▶ **Exercise requirements**:
- A) In the commentary on John Palmer's parody, what happened on February 5, 2026?
- B) In the commentary on John Palmer's parody, how does Palmer answer the objection that AI isn't that good?
- C) From the paragraph in the commentary on John Palmer's parody that begins "He sketches the capability progression bluntly," list each year or date given and what AI could do at that point.

▶ **Document section**:
┄┄┄┄┄┄┄┄┄┄
Commentary

John Palmer's viral 'Something Small Is Coming' parody captures the AI hype cycle perfectly

Feb 12, 2026

Key Points

  • John Palmer, a Stripe employee, published a viral parody arguing that AI breakthroughs in late 2025 and early 2026 represent a genuine inflection point comparable to food delivery's adoption a decade ago.
  • Palmer documents rapid capability acceleration: AI moved from failing basic math in 2022 to passing the bar exam in 2023, writing working software by 2024, and handling most coding work by early 2026.
  • Palmer argues early adopters gain competitive advantage by subscribing to paid AI tiers and assigning real work to the tools weeks before colleagues recognize their value.

Summary

John Palmer, a Stripe employee and crypto observer, published a viral parody titled 'Something Small Is Coming' that captures the current AI hype cycle. Palmer argues that AI breakthroughs in late 2025 and early 2026 represent a genuine inflection point comparable to the food delivery boom a decade ago, marking a shift from steady improvement to sudden, visible capability jumps.

On February 5, 2026, two major AI labs released new models on the same day. Palmer treats this as a watershed moment. Some engineers now describe their work to AI, leave for hours, and return to completed code.

Palmer addresses the standard objection that AI isn't that good by noting current models are unrecognizable from those available six months earlier. Skeptics often aren't using paid tiers, which separates toy use from production capability.

He sketches the capability progression bluntly. In 2022, AI couldn't do basic math. By 2023 it passed the bar exam. By 2024 it wrote working software. By 2025, top engineers had handed most coding work to AI. By February 2026, you can have AI send you a Reddit summary from your Mac Mini.

His recommendations are tongue-in-cheek but substantive. Buy a Mac Mini—the hardware every serious user now owns. Subscribe to paid tiers. Give AI real work: a GitHub repo for engineers, a messy spreadsheet for finance professionals. Early adoption by even non-experts will create competitive advantage before colleagues notice. He also suggests reconsidering career advice for children, given that the "good grades, good college, stable job" playbook may no longer hold.

Palmer's credibility comes partly from acknowledging his own peripheral position. He's not a researcher. He bought a Mac Mini but hasn't set it up yet. He was at a birthday dinner when the February 5 models dropped. He treats proximity to people experiencing the change as sufficient evidence that something real is happening. His bet is that early adoption, even by non-experts, will prove more valuable than waiting for certainty.
┄┄┄┄┄┄┄┄┄┄
▶ **Entries shown**:
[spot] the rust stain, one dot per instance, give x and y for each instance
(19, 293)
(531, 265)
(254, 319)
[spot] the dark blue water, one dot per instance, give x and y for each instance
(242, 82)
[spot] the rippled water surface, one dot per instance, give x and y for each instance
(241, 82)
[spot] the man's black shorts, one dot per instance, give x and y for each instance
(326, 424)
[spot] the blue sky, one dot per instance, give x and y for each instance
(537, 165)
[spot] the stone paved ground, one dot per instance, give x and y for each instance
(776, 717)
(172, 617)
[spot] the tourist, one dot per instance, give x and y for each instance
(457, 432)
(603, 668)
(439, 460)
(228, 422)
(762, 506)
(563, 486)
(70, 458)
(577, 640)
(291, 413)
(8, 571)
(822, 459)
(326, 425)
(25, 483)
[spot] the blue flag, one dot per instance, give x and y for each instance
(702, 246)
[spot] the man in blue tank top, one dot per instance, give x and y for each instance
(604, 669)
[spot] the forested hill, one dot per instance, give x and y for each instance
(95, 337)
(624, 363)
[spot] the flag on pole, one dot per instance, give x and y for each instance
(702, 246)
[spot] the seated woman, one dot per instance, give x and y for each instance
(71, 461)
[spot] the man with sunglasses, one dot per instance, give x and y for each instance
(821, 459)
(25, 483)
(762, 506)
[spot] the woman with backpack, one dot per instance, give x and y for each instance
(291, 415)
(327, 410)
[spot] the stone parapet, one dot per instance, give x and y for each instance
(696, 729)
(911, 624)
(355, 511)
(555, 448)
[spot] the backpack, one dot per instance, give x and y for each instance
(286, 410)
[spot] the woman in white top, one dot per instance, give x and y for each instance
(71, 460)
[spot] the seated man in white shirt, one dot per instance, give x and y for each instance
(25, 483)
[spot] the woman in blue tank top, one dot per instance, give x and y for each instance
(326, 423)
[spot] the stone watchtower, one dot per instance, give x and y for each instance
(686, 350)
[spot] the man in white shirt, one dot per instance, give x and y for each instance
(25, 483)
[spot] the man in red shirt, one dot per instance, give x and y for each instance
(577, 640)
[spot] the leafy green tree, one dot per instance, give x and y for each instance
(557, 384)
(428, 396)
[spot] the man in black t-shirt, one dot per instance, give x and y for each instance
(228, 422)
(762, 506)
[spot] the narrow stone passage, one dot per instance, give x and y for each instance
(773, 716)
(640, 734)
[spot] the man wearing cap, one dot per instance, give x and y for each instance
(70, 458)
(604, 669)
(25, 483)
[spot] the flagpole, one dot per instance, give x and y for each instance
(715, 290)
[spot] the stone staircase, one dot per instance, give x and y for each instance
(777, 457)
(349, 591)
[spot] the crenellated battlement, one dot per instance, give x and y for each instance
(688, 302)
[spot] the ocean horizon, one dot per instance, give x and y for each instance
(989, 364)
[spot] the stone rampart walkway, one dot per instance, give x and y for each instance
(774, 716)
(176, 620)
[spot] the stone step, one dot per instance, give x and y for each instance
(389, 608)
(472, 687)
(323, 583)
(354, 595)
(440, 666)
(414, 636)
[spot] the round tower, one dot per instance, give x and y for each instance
┄┄┄┄┄┄┄┄┄┄
▶ **Solutions for each task**:
- A) Two major AI labs released new models on the same day.

- B) He notes that current models are unrecognizable from those available six months earlier. He adds that skeptics often aren't using paid tiers, which separate toy use from production capability.

- C)
- 2022: AI couldn't do basic math.
- 2023: It passed the bar exam.
- 2024: It wrote working software.
- 2025: Top engineers had handed most coding work to AI.
- February 2026: You can have AI send you a Reddit summary from your Mac Mini.